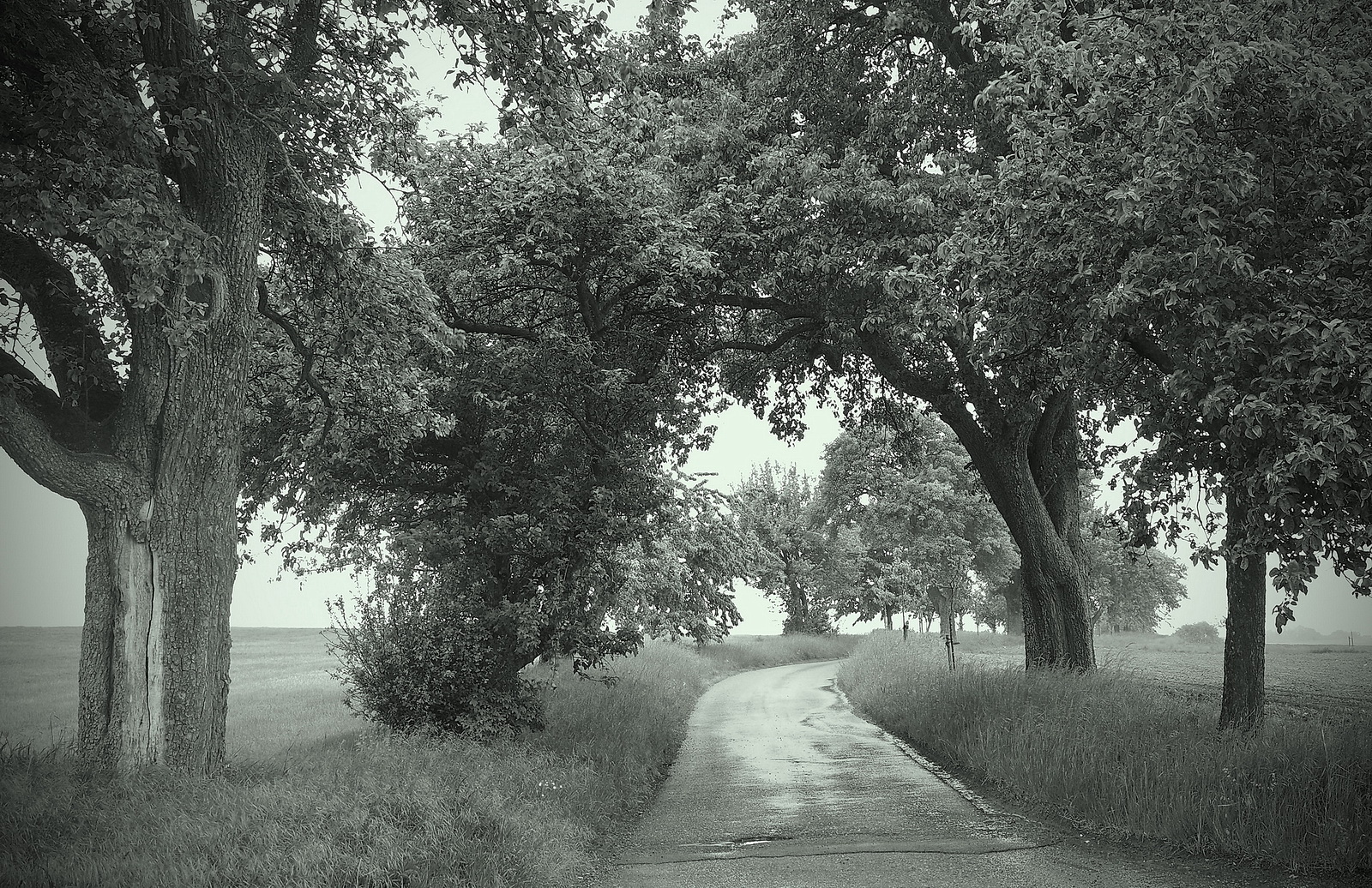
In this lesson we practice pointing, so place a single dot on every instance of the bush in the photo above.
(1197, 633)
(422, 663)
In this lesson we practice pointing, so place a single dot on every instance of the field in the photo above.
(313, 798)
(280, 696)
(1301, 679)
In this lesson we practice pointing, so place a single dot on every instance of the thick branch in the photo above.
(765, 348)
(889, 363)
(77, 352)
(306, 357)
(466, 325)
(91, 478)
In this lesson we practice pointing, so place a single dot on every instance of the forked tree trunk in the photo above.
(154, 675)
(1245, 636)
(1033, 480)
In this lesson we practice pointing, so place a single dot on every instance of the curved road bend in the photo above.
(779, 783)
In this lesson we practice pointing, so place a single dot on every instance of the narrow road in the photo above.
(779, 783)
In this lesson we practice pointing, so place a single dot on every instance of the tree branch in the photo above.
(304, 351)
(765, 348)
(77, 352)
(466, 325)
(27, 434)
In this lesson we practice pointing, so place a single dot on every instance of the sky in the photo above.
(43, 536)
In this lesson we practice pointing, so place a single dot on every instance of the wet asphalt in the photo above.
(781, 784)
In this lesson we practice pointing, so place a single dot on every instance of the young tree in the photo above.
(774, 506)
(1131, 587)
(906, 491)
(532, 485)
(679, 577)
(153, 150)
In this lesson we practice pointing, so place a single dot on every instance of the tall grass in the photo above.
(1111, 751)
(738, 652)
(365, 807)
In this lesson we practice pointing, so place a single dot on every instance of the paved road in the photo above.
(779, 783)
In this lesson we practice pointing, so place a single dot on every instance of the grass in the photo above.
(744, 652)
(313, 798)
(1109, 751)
# # # # # # #
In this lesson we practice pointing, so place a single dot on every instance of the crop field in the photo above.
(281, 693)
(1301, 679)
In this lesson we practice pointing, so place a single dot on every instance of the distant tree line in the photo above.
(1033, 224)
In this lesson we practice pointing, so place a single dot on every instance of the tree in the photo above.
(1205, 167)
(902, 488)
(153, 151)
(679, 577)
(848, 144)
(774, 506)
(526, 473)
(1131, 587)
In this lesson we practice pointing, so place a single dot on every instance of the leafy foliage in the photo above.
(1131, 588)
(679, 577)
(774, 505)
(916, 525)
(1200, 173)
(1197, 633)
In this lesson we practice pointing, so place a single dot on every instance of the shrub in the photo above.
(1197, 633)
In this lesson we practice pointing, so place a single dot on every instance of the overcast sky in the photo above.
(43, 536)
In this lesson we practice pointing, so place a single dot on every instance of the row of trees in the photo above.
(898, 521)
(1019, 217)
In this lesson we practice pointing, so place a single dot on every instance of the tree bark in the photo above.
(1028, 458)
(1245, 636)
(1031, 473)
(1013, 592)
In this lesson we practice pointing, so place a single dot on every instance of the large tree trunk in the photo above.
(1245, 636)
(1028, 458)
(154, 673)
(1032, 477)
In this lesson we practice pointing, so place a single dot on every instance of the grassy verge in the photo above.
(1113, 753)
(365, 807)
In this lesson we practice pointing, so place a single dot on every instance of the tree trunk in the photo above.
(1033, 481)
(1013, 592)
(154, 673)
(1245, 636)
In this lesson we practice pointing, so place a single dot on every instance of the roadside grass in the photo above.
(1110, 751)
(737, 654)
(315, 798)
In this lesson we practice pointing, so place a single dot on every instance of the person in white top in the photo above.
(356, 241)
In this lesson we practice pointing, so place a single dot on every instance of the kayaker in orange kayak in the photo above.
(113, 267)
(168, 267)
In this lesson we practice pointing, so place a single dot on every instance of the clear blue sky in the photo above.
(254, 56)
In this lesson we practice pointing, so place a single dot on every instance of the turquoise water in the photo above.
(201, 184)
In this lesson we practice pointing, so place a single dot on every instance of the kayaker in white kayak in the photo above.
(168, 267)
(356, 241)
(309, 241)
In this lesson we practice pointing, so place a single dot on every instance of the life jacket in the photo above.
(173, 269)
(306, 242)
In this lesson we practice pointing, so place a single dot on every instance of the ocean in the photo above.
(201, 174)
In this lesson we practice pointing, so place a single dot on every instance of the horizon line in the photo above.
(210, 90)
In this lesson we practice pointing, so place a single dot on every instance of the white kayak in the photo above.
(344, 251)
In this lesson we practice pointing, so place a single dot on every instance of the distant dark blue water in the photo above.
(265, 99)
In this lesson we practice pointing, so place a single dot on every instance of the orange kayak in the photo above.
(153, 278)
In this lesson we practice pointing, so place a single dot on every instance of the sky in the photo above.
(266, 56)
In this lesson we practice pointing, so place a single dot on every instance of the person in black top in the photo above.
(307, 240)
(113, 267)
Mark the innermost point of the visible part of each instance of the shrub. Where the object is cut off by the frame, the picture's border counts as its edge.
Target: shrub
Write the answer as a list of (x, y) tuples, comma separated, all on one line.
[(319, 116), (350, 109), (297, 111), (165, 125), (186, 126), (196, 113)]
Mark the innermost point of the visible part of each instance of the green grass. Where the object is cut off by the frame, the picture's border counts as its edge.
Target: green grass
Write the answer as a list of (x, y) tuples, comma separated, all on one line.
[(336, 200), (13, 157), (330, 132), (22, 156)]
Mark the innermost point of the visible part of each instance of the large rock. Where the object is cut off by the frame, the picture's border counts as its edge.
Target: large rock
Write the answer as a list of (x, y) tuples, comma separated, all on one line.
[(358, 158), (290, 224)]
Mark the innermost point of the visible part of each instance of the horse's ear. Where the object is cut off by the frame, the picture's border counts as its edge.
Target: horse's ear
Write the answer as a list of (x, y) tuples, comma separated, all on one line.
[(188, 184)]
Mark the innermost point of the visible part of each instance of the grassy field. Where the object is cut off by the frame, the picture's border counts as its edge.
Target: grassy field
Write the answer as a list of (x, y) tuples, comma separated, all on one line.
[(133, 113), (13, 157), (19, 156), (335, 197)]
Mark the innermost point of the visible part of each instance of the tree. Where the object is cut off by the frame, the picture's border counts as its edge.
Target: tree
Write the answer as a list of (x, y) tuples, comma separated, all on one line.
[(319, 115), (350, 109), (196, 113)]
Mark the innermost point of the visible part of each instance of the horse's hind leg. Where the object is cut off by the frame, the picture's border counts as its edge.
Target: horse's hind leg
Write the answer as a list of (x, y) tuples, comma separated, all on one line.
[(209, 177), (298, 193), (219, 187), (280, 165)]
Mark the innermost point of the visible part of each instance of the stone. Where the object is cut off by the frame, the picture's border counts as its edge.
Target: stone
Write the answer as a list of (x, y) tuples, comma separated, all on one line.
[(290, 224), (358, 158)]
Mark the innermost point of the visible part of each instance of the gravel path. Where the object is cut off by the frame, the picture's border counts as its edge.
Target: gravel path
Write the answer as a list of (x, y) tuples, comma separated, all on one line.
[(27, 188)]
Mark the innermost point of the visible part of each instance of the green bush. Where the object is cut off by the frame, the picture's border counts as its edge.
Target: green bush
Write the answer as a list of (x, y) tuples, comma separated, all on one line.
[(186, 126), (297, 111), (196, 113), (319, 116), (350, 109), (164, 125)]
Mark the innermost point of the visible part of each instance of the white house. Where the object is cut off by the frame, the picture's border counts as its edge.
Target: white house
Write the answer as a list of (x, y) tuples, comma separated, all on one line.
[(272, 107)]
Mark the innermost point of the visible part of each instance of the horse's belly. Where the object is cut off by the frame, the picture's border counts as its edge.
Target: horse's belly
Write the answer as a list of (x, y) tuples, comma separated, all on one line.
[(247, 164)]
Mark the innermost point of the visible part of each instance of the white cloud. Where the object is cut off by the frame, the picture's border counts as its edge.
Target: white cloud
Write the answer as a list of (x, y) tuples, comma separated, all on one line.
# # # # # # #
Lay out the rows from the one containing "bark in the photo above." through the one containing "(1032, 477)" as a Markdown table with two columns, Line and Entry. Number each row in Line and skip any blank lines.

| Line | Entry |
|---|---|
| 1 | In this lesson we practice pointing, so place a single dot on every instance of the tree bark in the photo above. |
| 2 | (1028, 458) |
| 3 | (1245, 636) |
| 4 | (1031, 473) |
| 5 | (1013, 592) |
| 6 | In this lesson we practice pointing, so place a single dot on every instance of the large tree trunk in the photo above. |
| 7 | (1245, 636) |
| 8 | (1028, 458) |
| 9 | (154, 673) |
| 10 | (1032, 477) |